--- START ---
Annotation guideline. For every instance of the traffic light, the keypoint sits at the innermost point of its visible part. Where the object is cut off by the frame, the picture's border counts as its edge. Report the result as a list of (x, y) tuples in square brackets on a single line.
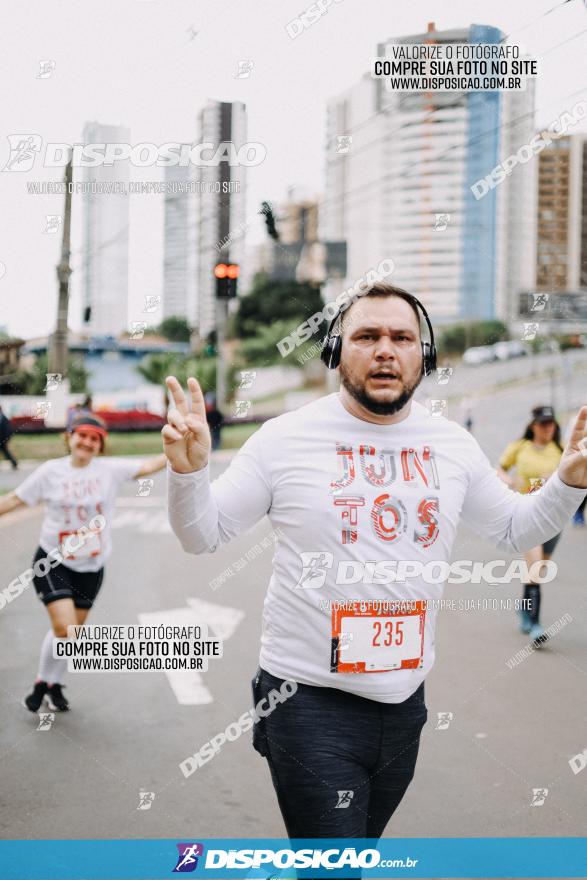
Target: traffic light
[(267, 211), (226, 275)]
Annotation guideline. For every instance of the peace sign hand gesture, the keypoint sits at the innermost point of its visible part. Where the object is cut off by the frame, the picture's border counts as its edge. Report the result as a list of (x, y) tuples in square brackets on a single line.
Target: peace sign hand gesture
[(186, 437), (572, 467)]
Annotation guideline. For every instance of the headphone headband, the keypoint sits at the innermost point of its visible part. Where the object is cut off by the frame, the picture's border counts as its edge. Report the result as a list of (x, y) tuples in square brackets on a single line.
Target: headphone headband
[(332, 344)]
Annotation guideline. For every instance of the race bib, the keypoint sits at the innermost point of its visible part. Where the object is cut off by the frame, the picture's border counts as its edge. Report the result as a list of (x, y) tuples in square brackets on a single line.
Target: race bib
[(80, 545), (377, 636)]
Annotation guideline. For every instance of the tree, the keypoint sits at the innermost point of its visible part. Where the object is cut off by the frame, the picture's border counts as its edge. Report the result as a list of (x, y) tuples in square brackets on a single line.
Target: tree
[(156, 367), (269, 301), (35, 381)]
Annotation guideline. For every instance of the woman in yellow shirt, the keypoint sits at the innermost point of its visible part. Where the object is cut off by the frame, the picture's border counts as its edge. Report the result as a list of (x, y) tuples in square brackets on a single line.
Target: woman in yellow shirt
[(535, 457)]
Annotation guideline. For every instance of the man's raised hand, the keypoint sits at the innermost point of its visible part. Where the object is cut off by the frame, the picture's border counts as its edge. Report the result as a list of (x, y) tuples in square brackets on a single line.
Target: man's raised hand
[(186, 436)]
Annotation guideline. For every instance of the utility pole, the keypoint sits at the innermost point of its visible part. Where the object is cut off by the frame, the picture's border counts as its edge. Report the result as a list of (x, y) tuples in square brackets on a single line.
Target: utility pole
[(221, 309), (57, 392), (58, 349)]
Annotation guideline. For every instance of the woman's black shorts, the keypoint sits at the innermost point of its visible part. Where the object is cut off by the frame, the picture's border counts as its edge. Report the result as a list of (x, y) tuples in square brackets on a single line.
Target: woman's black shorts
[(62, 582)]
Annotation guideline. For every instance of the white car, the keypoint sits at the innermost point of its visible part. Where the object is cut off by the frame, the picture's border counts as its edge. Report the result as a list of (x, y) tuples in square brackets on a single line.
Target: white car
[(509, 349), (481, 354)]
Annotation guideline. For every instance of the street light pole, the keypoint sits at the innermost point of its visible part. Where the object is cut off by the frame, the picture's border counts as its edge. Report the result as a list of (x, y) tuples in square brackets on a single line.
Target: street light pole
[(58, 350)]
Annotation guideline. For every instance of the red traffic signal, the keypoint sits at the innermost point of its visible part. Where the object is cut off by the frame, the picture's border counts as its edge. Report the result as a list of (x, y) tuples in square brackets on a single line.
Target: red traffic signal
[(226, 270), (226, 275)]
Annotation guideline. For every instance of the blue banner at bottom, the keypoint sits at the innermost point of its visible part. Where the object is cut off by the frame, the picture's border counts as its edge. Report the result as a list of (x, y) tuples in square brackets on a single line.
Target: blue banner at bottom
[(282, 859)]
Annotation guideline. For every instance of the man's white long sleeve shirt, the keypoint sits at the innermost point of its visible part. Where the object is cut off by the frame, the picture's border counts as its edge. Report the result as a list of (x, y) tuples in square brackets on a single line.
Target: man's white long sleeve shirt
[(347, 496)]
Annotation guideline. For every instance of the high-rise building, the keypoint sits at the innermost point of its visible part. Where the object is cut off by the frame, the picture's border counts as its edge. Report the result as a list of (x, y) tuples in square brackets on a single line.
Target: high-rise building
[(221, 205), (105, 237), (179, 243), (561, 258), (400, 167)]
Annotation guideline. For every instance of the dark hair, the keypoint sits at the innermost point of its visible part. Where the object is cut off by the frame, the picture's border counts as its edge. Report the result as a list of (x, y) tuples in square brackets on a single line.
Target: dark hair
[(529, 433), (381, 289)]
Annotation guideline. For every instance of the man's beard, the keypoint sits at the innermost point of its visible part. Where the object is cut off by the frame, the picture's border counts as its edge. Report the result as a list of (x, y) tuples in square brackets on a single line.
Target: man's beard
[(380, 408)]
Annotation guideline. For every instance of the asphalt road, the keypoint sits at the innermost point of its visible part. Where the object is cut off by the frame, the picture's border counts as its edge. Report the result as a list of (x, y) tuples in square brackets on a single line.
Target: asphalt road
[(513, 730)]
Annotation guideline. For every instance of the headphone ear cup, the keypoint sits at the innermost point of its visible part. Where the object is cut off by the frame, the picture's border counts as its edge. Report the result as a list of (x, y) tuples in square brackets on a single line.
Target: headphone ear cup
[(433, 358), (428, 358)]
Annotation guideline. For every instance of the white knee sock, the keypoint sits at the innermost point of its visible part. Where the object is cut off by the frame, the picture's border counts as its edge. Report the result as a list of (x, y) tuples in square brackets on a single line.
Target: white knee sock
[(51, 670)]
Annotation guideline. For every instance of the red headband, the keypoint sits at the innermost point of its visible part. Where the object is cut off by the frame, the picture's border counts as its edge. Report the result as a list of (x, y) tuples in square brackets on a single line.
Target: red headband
--- END ---
## Activity
The expected output is the exact run of lines from the line with "Target: white knee sock" through the last line of the material above.

## Result below
Target: white knee sock
[(51, 670)]
Annotation guideline. For every instance of the red headband, the keypoint sits at the innermost point of its visible part. Where the object is cut off by the frame, the picture's border counts as its edge. Report the result as a list of (x, y) tuples in square brackets on a single line.
Target: red headband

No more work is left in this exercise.